◆ Objective ◆
Copy out the stretch from the start of the items through the line containing "[17,108,360,437]", including that line, and leave the pictures out.

◆ The records ◆
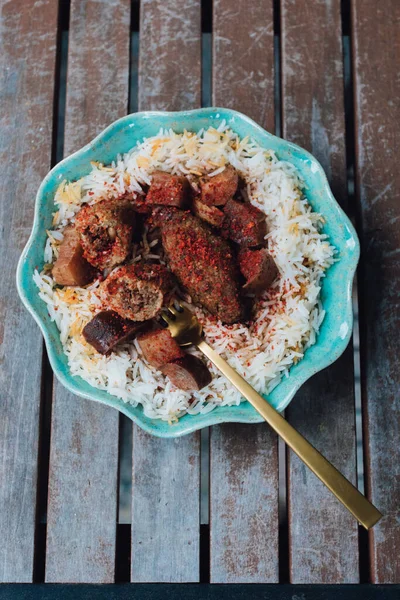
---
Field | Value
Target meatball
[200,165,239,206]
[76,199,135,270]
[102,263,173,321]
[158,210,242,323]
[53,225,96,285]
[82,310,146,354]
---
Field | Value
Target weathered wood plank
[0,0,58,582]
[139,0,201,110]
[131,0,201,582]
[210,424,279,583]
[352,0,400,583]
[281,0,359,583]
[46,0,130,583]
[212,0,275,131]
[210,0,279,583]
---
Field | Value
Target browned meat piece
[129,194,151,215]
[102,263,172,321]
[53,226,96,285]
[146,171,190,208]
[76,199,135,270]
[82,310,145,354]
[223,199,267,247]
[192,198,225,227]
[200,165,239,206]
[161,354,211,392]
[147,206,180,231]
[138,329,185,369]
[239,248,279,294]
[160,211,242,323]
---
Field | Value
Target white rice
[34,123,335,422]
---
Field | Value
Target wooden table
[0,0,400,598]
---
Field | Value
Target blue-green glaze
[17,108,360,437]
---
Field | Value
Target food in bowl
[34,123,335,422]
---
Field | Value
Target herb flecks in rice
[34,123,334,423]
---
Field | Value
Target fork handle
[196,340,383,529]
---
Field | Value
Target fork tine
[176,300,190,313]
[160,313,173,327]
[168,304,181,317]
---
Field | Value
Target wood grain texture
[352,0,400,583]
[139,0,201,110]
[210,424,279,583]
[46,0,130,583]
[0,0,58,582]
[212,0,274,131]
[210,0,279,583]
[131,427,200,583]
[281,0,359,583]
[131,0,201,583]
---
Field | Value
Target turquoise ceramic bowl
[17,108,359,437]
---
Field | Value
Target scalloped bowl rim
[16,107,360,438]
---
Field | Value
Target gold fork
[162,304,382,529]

◆ Result for this task ◆
---
Field | Value
Target meatball
[200,165,239,206]
[76,199,135,270]
[102,263,173,321]
[158,210,242,323]
[53,225,96,285]
[82,310,146,354]
---
Field | Value
Target weathered wood plank
[0,0,58,582]
[139,0,201,110]
[131,0,201,582]
[210,424,279,583]
[352,0,400,583]
[281,0,359,583]
[46,0,130,583]
[212,0,275,131]
[210,0,279,583]
---
Field | Value
Target browned meat piece
[129,194,151,215]
[102,263,172,321]
[53,226,96,285]
[146,171,190,208]
[76,199,135,270]
[82,310,145,354]
[223,199,267,247]
[192,198,225,227]
[200,165,239,206]
[161,354,211,392]
[147,206,180,231]
[138,329,185,369]
[239,248,279,294]
[160,211,242,323]
---
Field | Value
Target white rice
[34,123,335,422]
---
Field | Value
Target wooden table
[0,0,400,598]
---
Field | Value
Target blue-green glaze
[17,108,360,437]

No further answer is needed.